--- Data items ---
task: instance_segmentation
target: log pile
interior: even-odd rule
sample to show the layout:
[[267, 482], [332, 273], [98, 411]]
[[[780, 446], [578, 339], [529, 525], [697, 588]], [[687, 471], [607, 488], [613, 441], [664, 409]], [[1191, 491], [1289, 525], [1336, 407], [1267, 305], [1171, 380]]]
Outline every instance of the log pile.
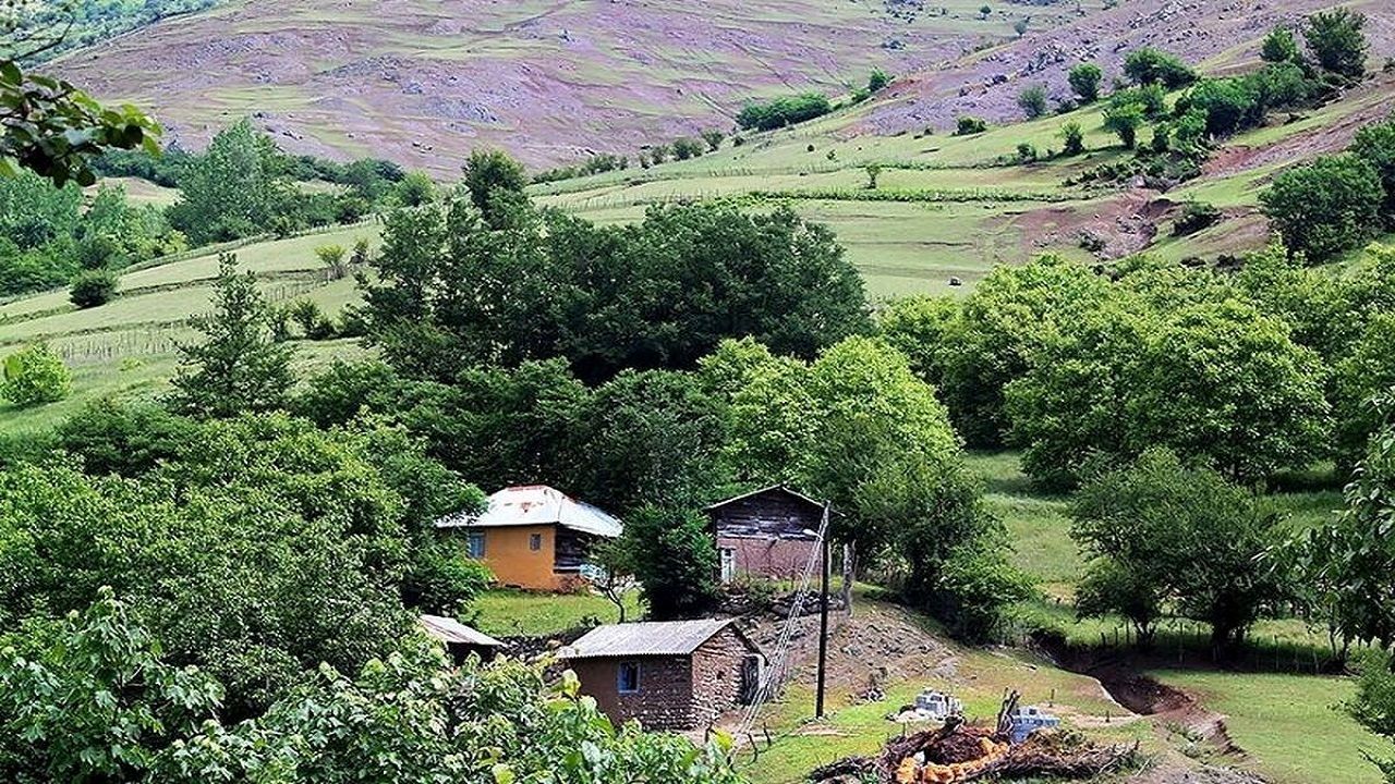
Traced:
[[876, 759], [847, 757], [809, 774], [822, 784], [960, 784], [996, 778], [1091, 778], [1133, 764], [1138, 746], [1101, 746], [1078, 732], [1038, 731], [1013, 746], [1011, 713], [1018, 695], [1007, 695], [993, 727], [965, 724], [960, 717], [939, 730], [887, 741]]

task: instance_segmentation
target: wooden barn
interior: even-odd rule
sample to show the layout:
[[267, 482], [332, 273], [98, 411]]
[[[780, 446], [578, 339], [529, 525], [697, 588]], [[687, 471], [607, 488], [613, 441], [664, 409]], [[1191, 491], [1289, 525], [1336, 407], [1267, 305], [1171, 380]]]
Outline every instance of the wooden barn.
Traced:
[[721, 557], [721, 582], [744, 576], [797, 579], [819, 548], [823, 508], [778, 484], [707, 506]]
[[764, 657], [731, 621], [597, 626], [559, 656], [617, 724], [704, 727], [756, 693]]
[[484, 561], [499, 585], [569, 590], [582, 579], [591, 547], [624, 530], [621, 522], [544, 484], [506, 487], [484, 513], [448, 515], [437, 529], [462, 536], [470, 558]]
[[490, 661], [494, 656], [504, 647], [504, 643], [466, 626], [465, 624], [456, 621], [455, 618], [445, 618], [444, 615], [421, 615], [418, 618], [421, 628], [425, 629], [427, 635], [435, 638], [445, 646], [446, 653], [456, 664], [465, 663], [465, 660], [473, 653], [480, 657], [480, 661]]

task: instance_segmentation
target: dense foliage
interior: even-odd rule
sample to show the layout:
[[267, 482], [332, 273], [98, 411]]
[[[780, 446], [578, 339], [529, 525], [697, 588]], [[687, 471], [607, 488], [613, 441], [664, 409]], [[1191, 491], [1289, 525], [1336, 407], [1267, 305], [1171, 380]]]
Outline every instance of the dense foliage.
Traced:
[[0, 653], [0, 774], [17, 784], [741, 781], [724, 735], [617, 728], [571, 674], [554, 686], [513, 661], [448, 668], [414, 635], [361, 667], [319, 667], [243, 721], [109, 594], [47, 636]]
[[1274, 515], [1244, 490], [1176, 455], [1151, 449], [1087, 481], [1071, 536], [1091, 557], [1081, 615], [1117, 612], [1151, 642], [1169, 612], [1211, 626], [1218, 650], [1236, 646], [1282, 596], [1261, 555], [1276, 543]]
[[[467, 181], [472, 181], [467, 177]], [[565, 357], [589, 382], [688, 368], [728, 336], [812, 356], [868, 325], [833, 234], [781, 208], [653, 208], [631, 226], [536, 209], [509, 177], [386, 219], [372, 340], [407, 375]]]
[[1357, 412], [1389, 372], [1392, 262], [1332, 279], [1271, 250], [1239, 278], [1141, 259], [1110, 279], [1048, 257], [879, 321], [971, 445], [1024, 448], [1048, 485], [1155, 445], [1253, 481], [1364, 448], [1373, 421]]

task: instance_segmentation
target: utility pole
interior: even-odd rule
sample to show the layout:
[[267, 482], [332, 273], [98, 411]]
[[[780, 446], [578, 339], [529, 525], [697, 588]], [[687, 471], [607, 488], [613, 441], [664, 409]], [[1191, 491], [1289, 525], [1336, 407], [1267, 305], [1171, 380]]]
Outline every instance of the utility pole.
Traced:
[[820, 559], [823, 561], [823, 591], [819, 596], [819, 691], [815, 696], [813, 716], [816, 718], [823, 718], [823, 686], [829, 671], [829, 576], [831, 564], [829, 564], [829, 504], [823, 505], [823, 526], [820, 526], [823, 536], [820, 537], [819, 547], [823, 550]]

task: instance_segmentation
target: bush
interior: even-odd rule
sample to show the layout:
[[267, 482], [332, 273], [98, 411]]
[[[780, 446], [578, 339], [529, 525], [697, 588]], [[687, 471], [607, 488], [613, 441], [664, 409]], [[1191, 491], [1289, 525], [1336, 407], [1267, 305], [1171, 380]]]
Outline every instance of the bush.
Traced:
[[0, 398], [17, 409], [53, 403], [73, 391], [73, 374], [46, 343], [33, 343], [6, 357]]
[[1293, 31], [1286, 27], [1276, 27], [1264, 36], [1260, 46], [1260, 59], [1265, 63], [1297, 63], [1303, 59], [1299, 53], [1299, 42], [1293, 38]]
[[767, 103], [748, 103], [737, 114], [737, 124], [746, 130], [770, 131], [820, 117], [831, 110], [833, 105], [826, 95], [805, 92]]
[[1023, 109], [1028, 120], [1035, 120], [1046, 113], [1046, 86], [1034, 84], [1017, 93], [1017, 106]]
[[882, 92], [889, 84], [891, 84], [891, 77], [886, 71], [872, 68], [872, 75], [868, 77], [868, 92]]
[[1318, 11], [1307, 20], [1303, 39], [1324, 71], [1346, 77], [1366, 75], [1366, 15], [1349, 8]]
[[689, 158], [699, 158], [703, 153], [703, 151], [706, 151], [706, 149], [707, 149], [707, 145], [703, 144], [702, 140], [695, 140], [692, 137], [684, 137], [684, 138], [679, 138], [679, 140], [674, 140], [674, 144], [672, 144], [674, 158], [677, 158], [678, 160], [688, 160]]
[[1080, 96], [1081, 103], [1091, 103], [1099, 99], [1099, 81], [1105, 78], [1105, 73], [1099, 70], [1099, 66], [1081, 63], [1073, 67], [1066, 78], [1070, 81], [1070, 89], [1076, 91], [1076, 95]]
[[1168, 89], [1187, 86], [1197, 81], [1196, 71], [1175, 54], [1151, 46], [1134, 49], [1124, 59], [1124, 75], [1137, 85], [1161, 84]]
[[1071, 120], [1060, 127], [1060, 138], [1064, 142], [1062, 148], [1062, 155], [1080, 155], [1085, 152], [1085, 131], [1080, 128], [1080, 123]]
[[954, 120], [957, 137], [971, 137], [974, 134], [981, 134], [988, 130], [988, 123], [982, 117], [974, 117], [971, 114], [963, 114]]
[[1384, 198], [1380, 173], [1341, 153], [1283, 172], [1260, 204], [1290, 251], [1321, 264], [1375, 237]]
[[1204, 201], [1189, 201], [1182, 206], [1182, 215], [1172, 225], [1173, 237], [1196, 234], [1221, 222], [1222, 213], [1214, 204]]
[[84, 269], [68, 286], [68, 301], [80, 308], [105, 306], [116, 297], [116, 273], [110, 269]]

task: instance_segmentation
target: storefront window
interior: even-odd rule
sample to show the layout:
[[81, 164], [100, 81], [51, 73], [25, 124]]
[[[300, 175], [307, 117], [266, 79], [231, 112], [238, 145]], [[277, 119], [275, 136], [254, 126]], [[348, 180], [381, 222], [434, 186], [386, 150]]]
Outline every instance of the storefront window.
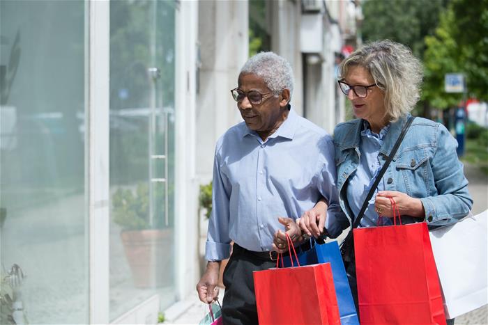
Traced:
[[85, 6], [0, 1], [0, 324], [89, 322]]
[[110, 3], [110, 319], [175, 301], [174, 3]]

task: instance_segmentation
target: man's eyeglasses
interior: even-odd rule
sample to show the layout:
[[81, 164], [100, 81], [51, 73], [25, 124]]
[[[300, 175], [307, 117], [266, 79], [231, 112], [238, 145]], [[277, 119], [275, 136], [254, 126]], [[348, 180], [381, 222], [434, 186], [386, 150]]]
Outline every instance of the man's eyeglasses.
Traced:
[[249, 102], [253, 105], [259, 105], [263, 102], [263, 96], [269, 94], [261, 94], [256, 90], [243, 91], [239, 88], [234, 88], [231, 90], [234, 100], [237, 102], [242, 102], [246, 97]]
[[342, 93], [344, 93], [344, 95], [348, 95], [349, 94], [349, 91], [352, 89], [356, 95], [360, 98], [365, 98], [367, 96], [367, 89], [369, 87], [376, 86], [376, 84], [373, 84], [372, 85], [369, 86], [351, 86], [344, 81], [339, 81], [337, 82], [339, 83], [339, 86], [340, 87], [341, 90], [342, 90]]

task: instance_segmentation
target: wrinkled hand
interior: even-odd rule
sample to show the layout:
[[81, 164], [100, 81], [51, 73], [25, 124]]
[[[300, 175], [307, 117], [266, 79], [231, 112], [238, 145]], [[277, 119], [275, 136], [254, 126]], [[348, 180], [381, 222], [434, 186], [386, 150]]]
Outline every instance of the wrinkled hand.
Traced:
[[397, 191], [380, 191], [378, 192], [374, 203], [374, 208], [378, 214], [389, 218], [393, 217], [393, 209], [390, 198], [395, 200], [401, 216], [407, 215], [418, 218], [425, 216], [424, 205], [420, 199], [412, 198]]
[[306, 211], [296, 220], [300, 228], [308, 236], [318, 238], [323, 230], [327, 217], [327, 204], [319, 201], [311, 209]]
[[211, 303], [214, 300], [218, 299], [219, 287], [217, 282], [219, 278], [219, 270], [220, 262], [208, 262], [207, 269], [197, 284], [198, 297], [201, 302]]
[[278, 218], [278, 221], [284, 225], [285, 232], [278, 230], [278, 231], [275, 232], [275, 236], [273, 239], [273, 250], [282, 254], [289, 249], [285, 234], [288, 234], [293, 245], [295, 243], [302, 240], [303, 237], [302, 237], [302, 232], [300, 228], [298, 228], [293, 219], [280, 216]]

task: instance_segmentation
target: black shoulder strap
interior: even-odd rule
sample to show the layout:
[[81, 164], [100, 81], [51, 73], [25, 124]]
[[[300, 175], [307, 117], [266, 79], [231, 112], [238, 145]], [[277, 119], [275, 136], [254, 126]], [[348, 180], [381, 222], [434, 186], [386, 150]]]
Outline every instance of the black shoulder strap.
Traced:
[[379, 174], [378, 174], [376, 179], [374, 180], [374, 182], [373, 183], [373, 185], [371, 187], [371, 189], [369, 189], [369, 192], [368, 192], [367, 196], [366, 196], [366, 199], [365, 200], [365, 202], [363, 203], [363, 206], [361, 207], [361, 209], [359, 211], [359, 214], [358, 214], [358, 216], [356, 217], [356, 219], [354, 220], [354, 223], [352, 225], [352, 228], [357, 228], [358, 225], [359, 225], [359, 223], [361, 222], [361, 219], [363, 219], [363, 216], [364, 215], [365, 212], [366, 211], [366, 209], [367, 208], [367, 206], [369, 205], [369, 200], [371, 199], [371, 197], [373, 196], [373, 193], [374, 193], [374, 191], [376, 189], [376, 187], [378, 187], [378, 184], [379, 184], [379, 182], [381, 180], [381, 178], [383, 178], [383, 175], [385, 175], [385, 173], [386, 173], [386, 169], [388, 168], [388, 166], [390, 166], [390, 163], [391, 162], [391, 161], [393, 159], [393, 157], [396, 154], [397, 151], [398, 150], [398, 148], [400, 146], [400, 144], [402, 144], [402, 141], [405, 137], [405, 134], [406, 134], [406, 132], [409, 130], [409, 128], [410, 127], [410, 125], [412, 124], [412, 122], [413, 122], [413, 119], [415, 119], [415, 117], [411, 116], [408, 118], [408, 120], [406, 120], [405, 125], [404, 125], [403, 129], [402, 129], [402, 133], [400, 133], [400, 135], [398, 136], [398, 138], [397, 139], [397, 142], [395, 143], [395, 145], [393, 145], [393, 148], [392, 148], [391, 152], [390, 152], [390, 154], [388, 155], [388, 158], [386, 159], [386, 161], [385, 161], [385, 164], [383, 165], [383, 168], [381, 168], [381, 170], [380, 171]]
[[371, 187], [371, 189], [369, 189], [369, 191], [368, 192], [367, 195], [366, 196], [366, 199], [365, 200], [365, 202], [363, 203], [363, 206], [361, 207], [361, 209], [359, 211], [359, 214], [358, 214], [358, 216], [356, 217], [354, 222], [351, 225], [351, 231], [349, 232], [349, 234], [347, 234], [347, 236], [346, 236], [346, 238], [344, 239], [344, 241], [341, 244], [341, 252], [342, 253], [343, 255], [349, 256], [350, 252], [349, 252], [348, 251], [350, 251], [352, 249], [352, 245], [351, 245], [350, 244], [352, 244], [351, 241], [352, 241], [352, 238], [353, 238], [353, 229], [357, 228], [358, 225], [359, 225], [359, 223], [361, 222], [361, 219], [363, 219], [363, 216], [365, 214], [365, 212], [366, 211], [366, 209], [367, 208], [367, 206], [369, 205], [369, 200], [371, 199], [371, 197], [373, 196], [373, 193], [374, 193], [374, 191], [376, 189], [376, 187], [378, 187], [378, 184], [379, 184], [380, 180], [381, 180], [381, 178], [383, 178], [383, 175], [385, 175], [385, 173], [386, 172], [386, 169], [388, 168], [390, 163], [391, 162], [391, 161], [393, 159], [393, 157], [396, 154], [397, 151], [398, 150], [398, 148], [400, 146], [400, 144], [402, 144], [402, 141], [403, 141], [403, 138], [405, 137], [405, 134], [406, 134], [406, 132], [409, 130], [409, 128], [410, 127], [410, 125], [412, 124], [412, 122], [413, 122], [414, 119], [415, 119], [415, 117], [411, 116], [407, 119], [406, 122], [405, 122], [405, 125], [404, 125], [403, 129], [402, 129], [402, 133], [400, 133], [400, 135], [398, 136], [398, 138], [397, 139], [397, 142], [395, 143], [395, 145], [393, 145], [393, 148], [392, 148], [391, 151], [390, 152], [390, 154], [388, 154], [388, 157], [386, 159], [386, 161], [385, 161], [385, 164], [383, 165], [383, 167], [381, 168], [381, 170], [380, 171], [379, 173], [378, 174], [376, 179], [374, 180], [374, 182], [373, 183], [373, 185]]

--- SHORT PROBLEM ---
Please return the stretch from the start of the rows through the line containing "730], [887, 741]]", both ends included, reproducing every line exactly. Leave the pictures out of your answer.

--- THE OUTPUT ---
task: instance_segmentation
target: log pile
interior: even-odd rule
sample to show the layout:
[[267, 482], [332, 273], [98, 411]]
[[[780, 446], [578, 339], [529, 525], [697, 588]], [[687, 471], [607, 488], [613, 441], [664, 409]], [[1191, 491], [1289, 525], [1336, 407], [1267, 305], [1171, 380]]]
Outline every instance of the log pile.
Traced:
[[876, 759], [847, 757], [809, 774], [822, 784], [960, 784], [996, 778], [1091, 778], [1133, 764], [1138, 746], [1101, 746], [1078, 732], [1038, 731], [1013, 746], [1011, 713], [1018, 695], [1007, 695], [993, 727], [965, 724], [960, 717], [939, 730], [887, 741]]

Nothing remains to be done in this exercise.